▶ WHAT IS NEEDED
Output every item below verbatim, with each line unchanged and in the original order.

▶ INFORMATION PROVIDED

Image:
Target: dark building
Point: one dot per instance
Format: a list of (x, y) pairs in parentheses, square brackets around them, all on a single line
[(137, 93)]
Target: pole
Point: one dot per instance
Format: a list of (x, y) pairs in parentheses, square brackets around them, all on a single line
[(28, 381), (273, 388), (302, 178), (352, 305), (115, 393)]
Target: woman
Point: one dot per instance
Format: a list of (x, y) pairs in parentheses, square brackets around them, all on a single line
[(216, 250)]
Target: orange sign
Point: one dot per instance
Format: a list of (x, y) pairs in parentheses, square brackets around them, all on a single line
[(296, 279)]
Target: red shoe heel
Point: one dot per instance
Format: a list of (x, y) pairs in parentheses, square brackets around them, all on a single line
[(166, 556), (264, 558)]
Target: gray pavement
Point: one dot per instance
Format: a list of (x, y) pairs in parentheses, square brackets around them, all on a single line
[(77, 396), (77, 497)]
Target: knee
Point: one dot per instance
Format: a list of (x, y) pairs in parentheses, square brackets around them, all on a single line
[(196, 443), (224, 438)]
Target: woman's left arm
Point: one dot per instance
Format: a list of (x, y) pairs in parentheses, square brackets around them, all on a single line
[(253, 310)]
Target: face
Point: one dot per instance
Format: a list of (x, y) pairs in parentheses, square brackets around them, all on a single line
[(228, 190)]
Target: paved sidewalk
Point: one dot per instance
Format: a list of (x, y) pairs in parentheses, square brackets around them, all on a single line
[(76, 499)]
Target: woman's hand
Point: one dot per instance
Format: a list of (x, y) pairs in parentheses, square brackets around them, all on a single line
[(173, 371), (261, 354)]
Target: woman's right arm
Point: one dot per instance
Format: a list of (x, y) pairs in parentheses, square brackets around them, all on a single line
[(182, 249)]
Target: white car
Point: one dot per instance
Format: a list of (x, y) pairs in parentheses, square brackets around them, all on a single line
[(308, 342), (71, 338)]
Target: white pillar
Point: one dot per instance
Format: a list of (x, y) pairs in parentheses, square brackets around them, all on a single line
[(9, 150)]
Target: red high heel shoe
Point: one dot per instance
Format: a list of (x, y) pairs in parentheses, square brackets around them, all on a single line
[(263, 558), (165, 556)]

▶ FINISHED EXERCISE
Image:
Target: dark building
Point: one dot per instance
Format: a list of (x, y) pairs in parentheses, square brackets around them, all on a single line
[(137, 93)]
Target: pole
Point: one dot per instance
Format: a list of (x, y) pairs in parentheses, square brackets around them, all on a single line
[(28, 381), (273, 388), (302, 178), (352, 305), (115, 393)]
Target: woman
Point: one dot per instance
Format: a list of (x, y) pairs in parentheses, square brackets around them, all on a single line
[(216, 250)]
Target: orange sign
Point: one dot per instance
Format: a list of (x, y) pairs in parentheses, square brackets around them, all on a single line
[(296, 279)]
Target: red shoe heel
Point: one dot per instance
Format: a list of (x, y) pairs in parentheses, square brackets around them, all on a single line
[(166, 556), (264, 558)]
Target: gray pavement
Point: one dot per instance
Format: a list of (x, y) pairs in parentheses, square brackets around them, all on a single line
[(77, 396), (77, 497)]
Target: knee
Point: one dot per instance
Format: a list of (x, y) pairs in parentheses, square brackets around them, all on a single line
[(196, 443), (224, 438)]
Target: woman's left arm
Point: one dot per instance
Format: a list of (x, y) pairs in parentheses, square brackets around them, all on a single line
[(253, 310)]
Target: face
Point: one dot per instance
Format: a list of (x, y) pairs in parentheses, square brackets around them, all on a single line
[(228, 190)]
Target: paved sidewalk
Point: one dot per instance
Format: a list of (x, y) pairs in parentheses, square brackets around them, all on a single line
[(76, 499)]
Target: woman's hand
Point: one dot per instance
Format: a list of (x, y) pairs in parentheses, square brackets around them, all on a single line
[(173, 371), (261, 354)]
Target: woman's right arm
Point: one dot per instance
Format: a list of (x, y) pairs in parentheses, square brackets around them, all on a single line
[(182, 249)]
Target: white car
Point: one dot per instance
Format: a list of (x, y) pairs in parentheses, square brackets around them, all on a single line
[(308, 342), (71, 338)]
Target: white pillar
Point: one dot per instance
Format: a list of (x, y) pairs in parentheses, square brackets around them, all on a single line
[(9, 150)]
Target: red high heel shoe
Point: one dot per instance
Format: a list of (x, y) pairs in parentheses, square brackets around them, all on a single line
[(263, 558), (165, 556)]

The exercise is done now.